For each line below that contains the word "road", return that line.
━━━━
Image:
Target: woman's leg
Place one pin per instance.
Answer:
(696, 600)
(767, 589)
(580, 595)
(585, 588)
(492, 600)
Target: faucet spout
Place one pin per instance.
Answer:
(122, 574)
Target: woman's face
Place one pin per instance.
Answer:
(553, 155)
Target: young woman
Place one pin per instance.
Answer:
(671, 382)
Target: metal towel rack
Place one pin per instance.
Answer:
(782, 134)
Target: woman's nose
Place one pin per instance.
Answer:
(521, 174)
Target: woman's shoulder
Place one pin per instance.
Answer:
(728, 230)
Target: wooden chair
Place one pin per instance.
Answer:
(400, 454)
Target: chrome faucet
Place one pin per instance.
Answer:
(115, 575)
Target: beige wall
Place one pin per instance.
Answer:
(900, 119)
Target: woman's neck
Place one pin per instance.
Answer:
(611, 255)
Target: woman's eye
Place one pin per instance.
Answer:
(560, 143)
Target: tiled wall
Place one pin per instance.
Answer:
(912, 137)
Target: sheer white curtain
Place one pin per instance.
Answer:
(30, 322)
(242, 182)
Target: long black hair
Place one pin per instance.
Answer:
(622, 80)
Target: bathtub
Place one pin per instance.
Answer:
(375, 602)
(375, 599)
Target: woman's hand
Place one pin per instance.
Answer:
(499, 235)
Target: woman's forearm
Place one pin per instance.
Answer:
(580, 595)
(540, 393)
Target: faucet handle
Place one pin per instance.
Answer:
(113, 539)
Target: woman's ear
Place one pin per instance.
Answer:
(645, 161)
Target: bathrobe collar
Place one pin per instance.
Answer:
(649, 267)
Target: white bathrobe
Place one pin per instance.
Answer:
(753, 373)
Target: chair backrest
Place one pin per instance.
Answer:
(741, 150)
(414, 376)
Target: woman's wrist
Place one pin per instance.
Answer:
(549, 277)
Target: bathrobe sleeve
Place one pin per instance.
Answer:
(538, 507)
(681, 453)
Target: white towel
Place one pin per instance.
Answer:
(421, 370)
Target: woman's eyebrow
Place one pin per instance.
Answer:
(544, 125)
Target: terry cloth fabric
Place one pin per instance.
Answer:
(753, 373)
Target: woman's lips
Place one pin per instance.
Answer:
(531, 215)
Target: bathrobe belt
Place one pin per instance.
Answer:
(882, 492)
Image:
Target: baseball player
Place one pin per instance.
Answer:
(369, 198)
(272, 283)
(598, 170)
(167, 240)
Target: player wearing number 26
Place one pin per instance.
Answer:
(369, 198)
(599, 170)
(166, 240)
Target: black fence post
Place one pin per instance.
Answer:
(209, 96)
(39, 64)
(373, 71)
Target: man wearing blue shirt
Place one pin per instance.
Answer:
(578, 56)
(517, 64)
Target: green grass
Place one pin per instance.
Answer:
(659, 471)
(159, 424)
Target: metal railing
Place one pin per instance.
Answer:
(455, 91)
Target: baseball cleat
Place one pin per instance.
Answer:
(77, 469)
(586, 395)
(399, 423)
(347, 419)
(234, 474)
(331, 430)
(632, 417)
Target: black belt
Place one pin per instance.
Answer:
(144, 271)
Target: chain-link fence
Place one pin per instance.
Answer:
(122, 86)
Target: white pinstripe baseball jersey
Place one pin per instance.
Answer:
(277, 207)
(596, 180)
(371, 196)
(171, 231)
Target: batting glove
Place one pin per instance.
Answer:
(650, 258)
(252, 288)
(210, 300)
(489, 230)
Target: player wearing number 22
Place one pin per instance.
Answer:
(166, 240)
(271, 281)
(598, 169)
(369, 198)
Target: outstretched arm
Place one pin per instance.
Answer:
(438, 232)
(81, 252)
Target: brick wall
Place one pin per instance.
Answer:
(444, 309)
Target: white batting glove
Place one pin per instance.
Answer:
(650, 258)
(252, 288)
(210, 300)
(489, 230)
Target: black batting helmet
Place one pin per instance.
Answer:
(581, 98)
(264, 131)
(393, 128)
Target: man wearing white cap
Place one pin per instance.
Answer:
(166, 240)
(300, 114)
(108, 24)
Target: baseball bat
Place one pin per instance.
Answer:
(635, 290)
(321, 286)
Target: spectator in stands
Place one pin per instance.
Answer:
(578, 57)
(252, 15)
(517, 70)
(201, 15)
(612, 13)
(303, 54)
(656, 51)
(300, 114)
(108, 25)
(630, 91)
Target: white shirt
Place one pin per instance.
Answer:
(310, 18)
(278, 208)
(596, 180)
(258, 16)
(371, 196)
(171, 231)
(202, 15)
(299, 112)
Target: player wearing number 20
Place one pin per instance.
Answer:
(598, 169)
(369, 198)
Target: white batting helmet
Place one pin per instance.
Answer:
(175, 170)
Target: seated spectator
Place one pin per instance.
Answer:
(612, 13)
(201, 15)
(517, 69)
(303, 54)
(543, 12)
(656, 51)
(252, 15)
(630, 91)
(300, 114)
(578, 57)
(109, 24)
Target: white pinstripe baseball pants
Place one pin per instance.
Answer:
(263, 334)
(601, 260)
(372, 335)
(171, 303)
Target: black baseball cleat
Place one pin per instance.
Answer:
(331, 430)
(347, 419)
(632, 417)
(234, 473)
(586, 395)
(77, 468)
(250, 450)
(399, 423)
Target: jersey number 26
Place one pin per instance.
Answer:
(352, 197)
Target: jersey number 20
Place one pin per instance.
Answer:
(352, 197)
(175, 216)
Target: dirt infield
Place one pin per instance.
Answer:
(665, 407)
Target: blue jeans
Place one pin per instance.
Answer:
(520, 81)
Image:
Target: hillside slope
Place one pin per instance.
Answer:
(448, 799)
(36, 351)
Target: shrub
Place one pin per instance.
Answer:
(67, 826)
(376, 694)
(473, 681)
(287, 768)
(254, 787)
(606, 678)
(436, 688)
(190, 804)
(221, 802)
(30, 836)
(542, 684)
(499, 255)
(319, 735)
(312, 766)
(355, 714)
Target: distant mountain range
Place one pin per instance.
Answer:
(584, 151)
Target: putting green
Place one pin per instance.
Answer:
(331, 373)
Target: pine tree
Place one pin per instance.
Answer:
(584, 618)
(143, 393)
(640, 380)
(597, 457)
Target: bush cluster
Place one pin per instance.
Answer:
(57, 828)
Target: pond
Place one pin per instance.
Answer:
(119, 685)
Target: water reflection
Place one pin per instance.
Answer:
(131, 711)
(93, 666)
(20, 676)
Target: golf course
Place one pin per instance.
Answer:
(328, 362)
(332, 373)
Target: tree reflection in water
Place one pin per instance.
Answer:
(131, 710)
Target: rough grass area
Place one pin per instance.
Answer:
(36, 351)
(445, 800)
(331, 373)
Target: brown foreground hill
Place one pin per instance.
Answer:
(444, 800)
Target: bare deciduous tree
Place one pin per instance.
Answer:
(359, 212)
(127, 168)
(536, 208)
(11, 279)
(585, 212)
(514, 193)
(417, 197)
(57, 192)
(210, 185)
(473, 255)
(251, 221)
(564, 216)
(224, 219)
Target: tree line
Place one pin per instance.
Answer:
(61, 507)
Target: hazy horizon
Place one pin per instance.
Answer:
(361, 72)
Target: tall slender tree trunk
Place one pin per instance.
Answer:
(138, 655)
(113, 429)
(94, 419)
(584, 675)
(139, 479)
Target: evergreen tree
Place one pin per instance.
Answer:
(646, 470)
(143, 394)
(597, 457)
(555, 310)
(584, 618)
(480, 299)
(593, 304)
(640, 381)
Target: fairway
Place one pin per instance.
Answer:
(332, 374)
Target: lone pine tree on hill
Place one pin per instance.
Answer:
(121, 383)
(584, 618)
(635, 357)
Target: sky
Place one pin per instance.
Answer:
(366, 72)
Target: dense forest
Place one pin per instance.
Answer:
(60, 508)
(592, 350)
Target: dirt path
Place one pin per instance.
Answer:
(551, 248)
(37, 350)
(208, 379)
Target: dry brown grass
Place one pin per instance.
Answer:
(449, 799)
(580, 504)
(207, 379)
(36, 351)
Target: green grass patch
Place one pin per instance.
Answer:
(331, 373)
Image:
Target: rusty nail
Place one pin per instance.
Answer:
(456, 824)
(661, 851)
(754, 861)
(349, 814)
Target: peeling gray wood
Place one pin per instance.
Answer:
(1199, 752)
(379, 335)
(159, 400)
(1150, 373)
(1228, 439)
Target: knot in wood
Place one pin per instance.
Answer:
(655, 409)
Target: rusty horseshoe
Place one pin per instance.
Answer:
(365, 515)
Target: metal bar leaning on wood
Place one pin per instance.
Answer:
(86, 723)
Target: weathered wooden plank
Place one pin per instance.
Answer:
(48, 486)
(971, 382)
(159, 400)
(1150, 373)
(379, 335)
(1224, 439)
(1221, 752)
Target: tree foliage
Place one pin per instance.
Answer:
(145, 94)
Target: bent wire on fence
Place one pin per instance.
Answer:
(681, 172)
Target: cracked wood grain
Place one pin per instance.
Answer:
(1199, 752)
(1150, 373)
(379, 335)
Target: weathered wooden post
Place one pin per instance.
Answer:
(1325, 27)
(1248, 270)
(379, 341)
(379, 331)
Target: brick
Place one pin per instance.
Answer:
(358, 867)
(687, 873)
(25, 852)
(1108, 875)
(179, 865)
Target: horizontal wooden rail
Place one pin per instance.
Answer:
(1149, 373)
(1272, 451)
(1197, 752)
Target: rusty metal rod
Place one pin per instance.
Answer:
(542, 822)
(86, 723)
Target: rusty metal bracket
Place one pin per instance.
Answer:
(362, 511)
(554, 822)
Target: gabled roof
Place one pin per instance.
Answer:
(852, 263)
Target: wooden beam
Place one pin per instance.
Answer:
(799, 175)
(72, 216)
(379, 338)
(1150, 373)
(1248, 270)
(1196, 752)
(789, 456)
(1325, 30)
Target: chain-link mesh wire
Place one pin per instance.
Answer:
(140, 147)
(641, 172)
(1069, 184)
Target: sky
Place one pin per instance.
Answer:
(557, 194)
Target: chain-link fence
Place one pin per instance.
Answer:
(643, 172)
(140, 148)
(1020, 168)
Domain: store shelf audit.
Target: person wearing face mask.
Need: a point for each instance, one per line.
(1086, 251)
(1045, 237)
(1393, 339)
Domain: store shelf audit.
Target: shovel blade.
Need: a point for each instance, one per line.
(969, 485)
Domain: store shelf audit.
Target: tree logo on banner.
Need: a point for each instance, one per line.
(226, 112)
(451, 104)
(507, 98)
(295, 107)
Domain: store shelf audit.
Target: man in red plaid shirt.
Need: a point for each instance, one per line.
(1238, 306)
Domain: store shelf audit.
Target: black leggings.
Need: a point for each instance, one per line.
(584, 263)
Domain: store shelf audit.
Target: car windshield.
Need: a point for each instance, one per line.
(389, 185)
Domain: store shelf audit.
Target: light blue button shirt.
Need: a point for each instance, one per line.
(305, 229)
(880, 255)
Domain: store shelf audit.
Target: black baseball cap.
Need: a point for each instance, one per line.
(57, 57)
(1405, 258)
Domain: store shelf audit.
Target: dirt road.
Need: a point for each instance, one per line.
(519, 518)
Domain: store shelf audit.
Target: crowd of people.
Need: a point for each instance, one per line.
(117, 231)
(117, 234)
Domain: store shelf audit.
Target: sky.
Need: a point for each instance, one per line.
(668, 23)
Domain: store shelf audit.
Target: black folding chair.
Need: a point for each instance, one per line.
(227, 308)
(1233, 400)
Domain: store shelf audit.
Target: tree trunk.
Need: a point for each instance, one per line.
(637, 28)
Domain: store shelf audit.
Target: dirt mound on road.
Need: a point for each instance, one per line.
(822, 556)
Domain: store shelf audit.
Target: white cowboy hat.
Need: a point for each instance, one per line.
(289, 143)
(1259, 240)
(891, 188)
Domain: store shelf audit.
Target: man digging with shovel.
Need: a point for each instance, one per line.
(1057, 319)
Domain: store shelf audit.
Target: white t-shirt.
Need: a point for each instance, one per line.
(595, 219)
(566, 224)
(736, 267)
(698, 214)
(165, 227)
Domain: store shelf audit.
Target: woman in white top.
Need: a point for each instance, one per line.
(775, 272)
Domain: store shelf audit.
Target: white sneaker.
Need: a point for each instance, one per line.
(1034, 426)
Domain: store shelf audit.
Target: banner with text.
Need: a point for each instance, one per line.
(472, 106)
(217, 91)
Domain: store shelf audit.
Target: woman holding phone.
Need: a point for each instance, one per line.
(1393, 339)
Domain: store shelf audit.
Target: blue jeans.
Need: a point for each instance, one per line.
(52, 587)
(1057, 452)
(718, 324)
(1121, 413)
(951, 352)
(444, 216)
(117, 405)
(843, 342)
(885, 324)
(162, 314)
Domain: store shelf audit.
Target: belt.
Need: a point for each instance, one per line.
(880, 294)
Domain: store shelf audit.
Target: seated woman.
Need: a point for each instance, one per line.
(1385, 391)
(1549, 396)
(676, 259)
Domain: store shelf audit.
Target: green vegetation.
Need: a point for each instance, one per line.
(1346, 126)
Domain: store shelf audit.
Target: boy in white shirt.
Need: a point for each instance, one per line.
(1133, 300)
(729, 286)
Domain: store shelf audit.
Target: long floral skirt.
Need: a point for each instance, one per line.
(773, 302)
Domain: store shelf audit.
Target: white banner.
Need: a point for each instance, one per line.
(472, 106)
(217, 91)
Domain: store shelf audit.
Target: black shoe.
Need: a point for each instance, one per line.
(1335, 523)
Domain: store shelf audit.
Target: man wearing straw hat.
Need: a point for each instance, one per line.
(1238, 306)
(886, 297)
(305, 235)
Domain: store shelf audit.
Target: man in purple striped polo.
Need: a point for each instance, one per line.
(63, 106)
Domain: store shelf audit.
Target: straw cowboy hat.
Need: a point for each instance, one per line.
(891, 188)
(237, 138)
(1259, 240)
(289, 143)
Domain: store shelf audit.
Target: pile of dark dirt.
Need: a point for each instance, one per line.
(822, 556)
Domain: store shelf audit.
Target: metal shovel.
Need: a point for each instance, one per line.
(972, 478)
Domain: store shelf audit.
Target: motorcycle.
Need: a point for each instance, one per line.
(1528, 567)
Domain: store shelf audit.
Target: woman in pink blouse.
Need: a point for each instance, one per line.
━━━━
ANSWER AREA
Target: dirt road.
Target: dirt mound on road.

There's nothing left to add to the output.